#### [Actions to take]
**a.** Summarize the artist's biography below in two sentences.
**b.** Carry on the artist's biography below from the point at which it stops.

#### [Text passage]
Biography
I was born, the 3rd of 4 children, in Maryhill, a northwestern district of Glasgow on July 7th 1960. After schooling, in 1977 I enrolled as a student at the Glasgow school of art where I studied drawing and painting. On graduating in 1981, I worked as an artist on various community-based projects before entering mainstream education as an art teacher in 1990. Since taking early retirement in 2018 I have continued producing and exhibiting my own work.
My earliest memories are of oiled wood, polished brass, the orange glow of a gas fire and the smell of burning cinders in outside bins. Although we lived in a tenement on the outskirts of a city, just beyond our backyard was the open space of fields of hay that seemed to stretch for miles and the beauties of Maryhill park. And there was the radio.
Throughout school I was unexceptional and our house didn’t have books, but there was always Maryhill library. There I discovered the Greek myths and legends, essays and pictures. My culture, such as it was, did not include any visits to art galleries, but was a diet of comics, t.v., movies and pop music. And of course books.


How I work
I work mostly from my imagination. Although the pictures show real things, what I’m doing is reconstructing them from my memory, or first impression. I’ll make a sketch and that is the seed, or kernel from which the final image is grown. This explains the dream-like appearance of the pictures, regardless of whether the subject matter was real, or drawn from a story.

#### [Listed records]

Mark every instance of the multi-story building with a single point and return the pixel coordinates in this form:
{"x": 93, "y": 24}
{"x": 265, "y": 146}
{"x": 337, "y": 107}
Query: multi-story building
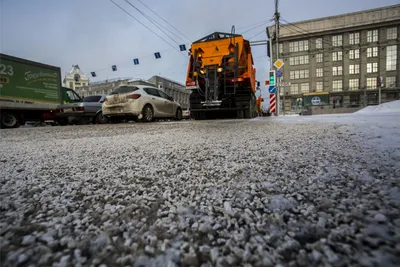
{"x": 348, "y": 56}
{"x": 75, "y": 78}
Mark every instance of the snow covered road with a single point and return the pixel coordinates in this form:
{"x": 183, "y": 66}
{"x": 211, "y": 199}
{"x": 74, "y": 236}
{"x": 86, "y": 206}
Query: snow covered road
{"x": 296, "y": 191}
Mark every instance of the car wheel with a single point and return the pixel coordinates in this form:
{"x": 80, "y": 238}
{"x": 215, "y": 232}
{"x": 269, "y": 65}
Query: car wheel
{"x": 178, "y": 115}
{"x": 148, "y": 114}
{"x": 100, "y": 118}
{"x": 62, "y": 122}
{"x": 9, "y": 120}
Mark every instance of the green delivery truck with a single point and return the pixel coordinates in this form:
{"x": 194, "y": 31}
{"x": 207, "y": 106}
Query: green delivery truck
{"x": 29, "y": 91}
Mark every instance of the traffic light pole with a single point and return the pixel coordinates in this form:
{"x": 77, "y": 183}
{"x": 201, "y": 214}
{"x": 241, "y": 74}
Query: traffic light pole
{"x": 277, "y": 55}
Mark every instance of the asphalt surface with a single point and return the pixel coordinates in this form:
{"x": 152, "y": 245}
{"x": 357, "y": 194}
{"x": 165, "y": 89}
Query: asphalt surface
{"x": 213, "y": 193}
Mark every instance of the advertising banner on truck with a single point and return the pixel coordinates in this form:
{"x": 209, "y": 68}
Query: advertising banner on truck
{"x": 28, "y": 82}
{"x": 315, "y": 99}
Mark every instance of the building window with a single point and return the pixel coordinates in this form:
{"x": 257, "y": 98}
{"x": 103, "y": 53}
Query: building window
{"x": 354, "y": 38}
{"x": 371, "y": 83}
{"x": 305, "y": 87}
{"x": 337, "y": 70}
{"x": 320, "y": 72}
{"x": 354, "y": 84}
{"x": 354, "y": 69}
{"x": 320, "y": 86}
{"x": 337, "y": 40}
{"x": 337, "y": 56}
{"x": 390, "y": 82}
{"x": 372, "y": 52}
{"x": 299, "y": 74}
{"x": 298, "y": 46}
{"x": 354, "y": 100}
{"x": 372, "y": 99}
{"x": 294, "y": 89}
{"x": 354, "y": 54}
{"x": 337, "y": 85}
{"x": 391, "y": 57}
{"x": 391, "y": 33}
{"x": 372, "y": 67}
{"x": 372, "y": 36}
{"x": 299, "y": 60}
{"x": 318, "y": 43}
{"x": 319, "y": 58}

#### [Results of the tasks]
**a.** Born in Maryhill, Glasgow, in 1960, the writer studied drawing and painting at the Glasgow School of Art from 1977 to 1981, worked as an artist on community-based projects, taught art from 1990, and has kept producing and exhibiting work since retiring early in 2018. Shaped by a childhood of library books, comics, television, movies and pop music rather than gallery visits, the writer now works mostly from imagination, growing each picture from a sketch reconstructed from memory or first impression, which gives the work its dream-like appearance.

**b.**
When I get an idea I make a series of pictures to work out which one looks best. When I imagine, it’s like a movie in my head. I shoot the scene, then I look at the strip of film and slowly run it back and forth until I get the frame I want. The one I want for the poster. That’s why my best images are posters without words. A frozen frame of action: the curtain billowing behind the window in ‘Summer Afternoon’, the pen hovering above the paper in ‘Constitution’, the man leaning against the pillar in ‘Nightclub’, or where you are about to take the next step towards the waiting company in ‘Satan’s Ball’. The point in the story when you need to know what happens next?
I work in a range of drawing and painting media with a range of subject matter, including cityscape, figurative, portraiture and landscape.


Misc
CV
- Studied at the Glasgow school of art (drawing and painting)
- Community artist
- Teacher of art
Exhibitions
- Underground gallery
- Glasgow film theatre
- Paisley art institute
- Scottish amicable building
- National theatre (London)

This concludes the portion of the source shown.